What the exercise asks: Reproduce the records below from the line with "Return the mask of every instance of the rider's" to the line with "POLYGON ((131 71, 133", requests included, rescaling every coordinate in the answers by 1.2 and rounding each to a whole number, with halves rounded up. Return only those lines.

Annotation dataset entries
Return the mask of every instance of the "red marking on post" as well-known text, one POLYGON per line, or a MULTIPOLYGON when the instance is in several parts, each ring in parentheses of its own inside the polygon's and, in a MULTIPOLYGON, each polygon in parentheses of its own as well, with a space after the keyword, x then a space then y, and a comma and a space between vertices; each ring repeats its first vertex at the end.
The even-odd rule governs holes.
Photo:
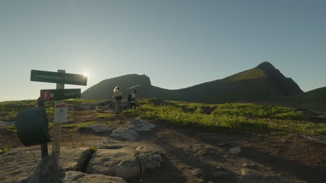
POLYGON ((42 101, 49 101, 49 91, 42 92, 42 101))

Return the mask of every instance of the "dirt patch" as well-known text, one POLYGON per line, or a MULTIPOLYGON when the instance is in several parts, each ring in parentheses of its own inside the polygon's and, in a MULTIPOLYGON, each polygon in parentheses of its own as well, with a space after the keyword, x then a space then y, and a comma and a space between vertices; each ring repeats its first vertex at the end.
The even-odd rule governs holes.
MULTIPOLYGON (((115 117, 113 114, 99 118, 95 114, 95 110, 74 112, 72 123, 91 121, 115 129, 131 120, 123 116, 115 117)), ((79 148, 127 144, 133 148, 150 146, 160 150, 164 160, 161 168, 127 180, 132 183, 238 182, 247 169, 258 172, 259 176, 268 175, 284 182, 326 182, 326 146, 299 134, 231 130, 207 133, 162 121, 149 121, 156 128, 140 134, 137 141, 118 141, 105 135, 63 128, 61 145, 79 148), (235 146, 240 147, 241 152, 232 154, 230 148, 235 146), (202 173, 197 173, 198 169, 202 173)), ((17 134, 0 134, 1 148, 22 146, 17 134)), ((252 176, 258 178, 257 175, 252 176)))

--

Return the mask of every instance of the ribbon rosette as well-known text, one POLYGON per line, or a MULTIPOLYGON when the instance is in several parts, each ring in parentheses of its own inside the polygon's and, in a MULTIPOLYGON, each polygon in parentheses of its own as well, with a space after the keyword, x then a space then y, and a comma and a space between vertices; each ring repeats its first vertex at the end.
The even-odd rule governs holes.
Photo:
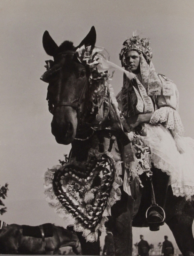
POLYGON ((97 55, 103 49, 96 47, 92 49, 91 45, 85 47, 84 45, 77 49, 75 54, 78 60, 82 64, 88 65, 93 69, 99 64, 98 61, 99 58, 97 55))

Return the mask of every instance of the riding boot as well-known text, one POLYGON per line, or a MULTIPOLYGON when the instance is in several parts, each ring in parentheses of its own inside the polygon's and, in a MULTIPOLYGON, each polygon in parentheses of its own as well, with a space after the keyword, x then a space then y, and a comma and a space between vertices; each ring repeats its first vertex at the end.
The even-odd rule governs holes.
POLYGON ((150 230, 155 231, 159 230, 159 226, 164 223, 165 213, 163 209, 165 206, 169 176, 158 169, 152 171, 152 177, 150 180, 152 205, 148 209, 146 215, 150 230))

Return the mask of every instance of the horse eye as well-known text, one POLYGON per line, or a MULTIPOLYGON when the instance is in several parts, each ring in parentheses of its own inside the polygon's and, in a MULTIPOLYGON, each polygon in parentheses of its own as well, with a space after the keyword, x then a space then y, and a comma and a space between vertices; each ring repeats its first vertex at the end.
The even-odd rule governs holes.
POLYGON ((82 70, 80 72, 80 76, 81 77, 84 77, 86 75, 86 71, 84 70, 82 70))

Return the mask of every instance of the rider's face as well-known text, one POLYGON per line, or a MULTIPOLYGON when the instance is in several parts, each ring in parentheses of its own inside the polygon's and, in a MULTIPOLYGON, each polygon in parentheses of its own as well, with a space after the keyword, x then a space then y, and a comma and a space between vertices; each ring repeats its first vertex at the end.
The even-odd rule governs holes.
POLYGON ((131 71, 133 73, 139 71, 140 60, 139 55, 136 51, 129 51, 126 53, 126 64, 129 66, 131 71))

Task result:
Return the mask of every instance of the rider's face as well-known text, one POLYGON per line, or a MULTIPOLYGON when the instance is in several parts, each ring in parentheses of its own inside the polygon's and, in a MULTIPOLYGON, each polygon in parentheses of its own as well, with a space after the keyword, x then a space then y, and a comma and a space between vertices; each ring repeats its first vertex at the end.
The even-odd rule governs holes.
POLYGON ((157 85, 160 88, 167 85, 168 72, 167 66, 163 61, 155 61, 151 64, 151 77, 155 79, 157 85))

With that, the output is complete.